● **WHAT THE EXERCISE ASKS**:
In the records below, find the line that contains "Target: green tree" and the line that contains "Target: pole crossarm". Set down exactly those lines and every line between them, and nothing more.

══ TASK DATA ══

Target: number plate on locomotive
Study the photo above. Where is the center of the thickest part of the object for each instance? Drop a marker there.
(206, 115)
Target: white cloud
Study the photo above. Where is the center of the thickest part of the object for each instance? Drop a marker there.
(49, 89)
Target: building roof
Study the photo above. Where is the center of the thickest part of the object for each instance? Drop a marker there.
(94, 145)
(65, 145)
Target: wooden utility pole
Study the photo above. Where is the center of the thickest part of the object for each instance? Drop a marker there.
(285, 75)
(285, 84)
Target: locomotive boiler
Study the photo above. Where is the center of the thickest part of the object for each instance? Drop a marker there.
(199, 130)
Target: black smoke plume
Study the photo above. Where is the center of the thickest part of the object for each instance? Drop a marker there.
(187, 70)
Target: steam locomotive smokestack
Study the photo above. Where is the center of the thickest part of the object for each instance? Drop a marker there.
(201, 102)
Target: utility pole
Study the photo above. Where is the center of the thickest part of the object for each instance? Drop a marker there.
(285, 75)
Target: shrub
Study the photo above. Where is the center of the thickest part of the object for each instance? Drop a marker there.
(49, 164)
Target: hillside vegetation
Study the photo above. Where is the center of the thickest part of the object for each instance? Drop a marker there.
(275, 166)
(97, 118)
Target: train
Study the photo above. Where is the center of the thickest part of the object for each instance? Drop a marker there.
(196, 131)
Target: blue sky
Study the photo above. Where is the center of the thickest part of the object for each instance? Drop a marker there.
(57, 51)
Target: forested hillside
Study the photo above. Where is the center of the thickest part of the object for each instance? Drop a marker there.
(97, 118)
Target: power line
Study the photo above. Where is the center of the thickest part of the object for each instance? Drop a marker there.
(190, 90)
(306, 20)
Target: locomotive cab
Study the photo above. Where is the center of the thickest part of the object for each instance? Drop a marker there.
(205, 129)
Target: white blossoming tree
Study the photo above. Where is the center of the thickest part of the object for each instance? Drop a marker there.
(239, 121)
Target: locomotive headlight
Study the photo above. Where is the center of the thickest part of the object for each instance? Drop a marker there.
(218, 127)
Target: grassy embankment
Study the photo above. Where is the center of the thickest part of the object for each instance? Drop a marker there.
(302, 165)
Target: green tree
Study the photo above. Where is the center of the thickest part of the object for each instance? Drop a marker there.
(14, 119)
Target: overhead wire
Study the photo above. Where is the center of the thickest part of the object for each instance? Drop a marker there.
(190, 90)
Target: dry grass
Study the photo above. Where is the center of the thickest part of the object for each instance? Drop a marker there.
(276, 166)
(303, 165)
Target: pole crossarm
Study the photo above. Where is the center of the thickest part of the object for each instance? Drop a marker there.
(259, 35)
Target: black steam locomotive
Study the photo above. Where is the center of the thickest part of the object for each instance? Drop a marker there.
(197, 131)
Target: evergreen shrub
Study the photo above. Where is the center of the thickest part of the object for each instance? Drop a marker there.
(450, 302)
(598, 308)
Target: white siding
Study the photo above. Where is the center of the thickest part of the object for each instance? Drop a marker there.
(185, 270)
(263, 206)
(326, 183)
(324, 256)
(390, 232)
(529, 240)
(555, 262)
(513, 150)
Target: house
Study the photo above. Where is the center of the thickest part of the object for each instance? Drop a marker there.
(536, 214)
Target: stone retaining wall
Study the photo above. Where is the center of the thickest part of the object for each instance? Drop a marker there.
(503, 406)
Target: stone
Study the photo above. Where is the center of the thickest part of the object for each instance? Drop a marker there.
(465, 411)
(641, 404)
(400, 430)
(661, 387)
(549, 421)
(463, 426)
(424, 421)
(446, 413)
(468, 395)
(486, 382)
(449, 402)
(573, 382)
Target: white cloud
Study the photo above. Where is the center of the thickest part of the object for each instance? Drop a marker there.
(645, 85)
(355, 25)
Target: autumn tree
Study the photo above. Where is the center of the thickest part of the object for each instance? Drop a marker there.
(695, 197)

═══

● **RESULT OF THIS EXERCISE**:
Target: green tree
Study the photo above. Where is the center of the thickest part of the object for each instance? Drop a marker there.
(14, 119)
Target: overhead wire
Study the photo above. Where is the center of the thickest part of the object for each instance? Drop a marker there.
(190, 90)
Target: dry grass
Study the photo above. Where is the center of the thickest part of the object for each instance? Drop a marker there.
(276, 166)
(303, 165)
Target: pole crossarm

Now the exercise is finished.